%%

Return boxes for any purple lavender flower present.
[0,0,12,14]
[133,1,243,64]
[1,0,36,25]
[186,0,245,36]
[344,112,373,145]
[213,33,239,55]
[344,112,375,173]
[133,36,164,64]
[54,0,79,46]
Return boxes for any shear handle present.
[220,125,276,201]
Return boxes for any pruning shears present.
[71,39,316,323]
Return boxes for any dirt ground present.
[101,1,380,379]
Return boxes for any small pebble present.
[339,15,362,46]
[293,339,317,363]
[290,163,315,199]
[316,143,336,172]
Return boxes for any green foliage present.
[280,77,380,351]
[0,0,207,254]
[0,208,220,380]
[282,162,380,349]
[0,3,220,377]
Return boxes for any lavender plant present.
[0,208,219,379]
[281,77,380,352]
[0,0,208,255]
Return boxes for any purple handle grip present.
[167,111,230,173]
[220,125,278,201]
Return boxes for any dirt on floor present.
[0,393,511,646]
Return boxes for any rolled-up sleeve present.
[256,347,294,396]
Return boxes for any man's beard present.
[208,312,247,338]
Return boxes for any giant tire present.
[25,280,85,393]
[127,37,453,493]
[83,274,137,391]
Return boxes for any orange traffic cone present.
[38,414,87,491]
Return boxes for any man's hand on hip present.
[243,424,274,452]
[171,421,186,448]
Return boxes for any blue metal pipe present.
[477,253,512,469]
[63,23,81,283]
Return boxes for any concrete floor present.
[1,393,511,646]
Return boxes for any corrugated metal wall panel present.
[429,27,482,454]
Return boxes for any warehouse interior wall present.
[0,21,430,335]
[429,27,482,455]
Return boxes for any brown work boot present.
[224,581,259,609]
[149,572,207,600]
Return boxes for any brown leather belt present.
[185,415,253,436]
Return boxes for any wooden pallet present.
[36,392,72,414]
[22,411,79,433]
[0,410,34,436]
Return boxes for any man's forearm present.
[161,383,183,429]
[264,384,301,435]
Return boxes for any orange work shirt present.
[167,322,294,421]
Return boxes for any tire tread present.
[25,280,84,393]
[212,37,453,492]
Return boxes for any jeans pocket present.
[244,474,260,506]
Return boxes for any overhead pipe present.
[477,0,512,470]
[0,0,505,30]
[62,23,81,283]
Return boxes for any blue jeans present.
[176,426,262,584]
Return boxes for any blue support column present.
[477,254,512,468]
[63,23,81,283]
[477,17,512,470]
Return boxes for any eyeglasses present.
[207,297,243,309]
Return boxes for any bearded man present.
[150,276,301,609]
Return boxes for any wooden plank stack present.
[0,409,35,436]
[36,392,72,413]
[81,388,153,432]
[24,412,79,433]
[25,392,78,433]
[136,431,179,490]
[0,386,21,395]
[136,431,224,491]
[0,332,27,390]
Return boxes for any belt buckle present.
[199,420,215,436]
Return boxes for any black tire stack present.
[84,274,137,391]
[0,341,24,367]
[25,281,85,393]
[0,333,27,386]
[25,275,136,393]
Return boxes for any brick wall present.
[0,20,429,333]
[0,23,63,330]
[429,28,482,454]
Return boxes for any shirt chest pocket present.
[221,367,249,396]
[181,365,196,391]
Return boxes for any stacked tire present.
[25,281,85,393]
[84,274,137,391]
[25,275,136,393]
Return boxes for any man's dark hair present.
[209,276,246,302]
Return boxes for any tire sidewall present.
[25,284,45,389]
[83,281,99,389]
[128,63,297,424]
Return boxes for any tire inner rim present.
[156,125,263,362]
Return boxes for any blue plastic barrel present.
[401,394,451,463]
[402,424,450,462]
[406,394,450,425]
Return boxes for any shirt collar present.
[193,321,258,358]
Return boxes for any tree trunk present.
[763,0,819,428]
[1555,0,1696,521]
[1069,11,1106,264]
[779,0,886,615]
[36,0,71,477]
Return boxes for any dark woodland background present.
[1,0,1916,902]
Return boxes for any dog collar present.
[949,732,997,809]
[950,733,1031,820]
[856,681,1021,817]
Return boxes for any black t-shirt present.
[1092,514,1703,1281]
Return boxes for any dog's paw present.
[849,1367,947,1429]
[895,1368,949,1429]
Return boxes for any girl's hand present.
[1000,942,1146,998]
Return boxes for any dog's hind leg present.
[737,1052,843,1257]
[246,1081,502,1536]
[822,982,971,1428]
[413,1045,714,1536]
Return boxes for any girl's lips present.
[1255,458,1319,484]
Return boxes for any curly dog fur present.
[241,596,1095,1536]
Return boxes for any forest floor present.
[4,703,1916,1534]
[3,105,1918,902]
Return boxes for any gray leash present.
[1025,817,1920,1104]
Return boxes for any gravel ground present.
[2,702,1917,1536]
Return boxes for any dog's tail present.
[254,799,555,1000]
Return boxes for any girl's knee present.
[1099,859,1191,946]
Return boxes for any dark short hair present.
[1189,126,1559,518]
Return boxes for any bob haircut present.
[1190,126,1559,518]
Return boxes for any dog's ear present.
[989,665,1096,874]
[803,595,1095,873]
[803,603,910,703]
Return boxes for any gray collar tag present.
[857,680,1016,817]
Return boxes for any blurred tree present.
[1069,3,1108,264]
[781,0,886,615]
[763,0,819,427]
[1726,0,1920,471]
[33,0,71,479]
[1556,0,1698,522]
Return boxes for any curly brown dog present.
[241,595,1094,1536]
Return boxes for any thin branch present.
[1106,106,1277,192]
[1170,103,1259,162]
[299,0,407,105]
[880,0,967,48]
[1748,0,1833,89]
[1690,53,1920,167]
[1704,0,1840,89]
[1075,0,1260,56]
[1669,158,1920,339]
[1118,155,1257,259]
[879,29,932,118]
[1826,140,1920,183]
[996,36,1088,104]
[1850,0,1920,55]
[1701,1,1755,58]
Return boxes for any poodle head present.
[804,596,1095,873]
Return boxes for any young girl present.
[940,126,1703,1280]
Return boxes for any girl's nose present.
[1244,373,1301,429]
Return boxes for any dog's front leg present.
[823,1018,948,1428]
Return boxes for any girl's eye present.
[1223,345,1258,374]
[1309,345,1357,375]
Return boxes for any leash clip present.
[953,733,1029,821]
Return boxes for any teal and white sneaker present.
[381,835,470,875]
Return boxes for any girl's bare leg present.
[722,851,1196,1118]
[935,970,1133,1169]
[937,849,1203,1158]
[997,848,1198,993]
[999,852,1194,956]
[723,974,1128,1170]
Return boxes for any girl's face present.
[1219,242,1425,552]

%%

[Aim of the exercise]: Copy, with no alteration, the line that contains "Return boxes for any bob haircut present." and each remaining line of the listing above.

[Exercise response]:
Return boxes for any bob haircut present.
[1190,126,1559,518]
Return boxes for any dog's ear present.
[989,665,1096,874]
[803,595,1095,873]
[803,603,910,703]
Return boxes for any gray collar tag present.
[857,680,1016,817]
Return boxes for any blurred tree present.
[1069,3,1108,264]
[781,0,886,615]
[763,0,819,427]
[1726,0,1920,471]
[33,0,71,479]
[1556,0,1698,522]
Return boxes for any curly brown dog present.
[241,595,1094,1536]
Return boxes for any thin branch present.
[1106,106,1277,192]
[1170,103,1259,162]
[299,0,407,105]
[880,0,967,48]
[1748,0,1833,89]
[1690,53,1920,167]
[1704,0,1840,89]
[1075,0,1260,56]
[1669,158,1920,339]
[1118,155,1257,259]
[879,29,932,118]
[1826,140,1920,183]
[996,36,1088,104]
[1850,0,1920,55]
[1701,1,1755,58]
Return boxes for any poodle head present.
[804,596,1095,873]
Return boxes for any young girl present.
[940,126,1703,1280]
Return boxes for any girl's nose present.
[1244,373,1301,429]
Return boxes for any dog's front leg present.
[823,1018,948,1428]
Return boxes for any girl's eye present.
[1223,345,1258,374]
[1309,345,1357,375]
Return boxes for any leash clip present.
[953,733,1029,821]
Return boxes for any teal and white sneaker present.
[381,835,470,875]
Return boxes for any girl's bare leg present.
[722,851,1196,1118]
[935,970,1133,1169]
[937,849,1203,1158]
[997,848,1198,993]
[999,852,1194,956]
[723,974,1128,1170]
Return boxes for any girl's face present.
[1219,242,1425,552]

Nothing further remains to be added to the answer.